Instruction a — In the license extension clause, rewrite the passage starting at "Any additional days" and ending at "were incurred.", replacing "calendar year" with "fiscal year".

Selection —
------------------------
Extension of License
2. The Term of the License is hereby extended for a further term of One (1) year
commencing on June 1, 2008 and ending on May 31, 2009 (the "Second Extension
Term"), at an annual license fee of Five Thousand, Four Hundred Dollars ($5,400.00)
(the "License Fee"), payable in advance in equal monthly installments of Four
Hundred and Fifty Dollars ($450.00) on the first day of each month during the Second
Extension Term, based upon use of the Licensed Premises for Thirty (30) days per year
at a rate of One Hundred and Eighty Dollars ($180.00) per day.
Any additional days of use will be paid for by the Licensee at the abovementioned
daily rate upon receipt of an invoice from the Licensor for such additional use, such
invoice to be issued once a year at the end of the calendar year in which such charges
were incurred.
------------------------
Instruction b — Can you turn the lines of the entries below into a numbered list, leaving out any blank lines?

Information given —
------------------------
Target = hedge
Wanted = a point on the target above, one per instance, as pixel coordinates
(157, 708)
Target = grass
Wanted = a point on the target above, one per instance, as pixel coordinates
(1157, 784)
------------------------
Complete output a —
Any additional days of use will be paid for by the Licensee at the abovementioned
daily rate upon receipt of an invoice from the Licensor for such additional use, such
invoice to be issued once a year at the end of the fiscal year in which such charges
were incurred.

Complete output b —
1. Target = hedge
2. Wanted = a point on the target above, one per instance, as pixel coordinates
3. (157, 708)
4. Target = grass
5. Wanted = a point on the target above, one per instance, as pixel coordinates
6. (1157, 784)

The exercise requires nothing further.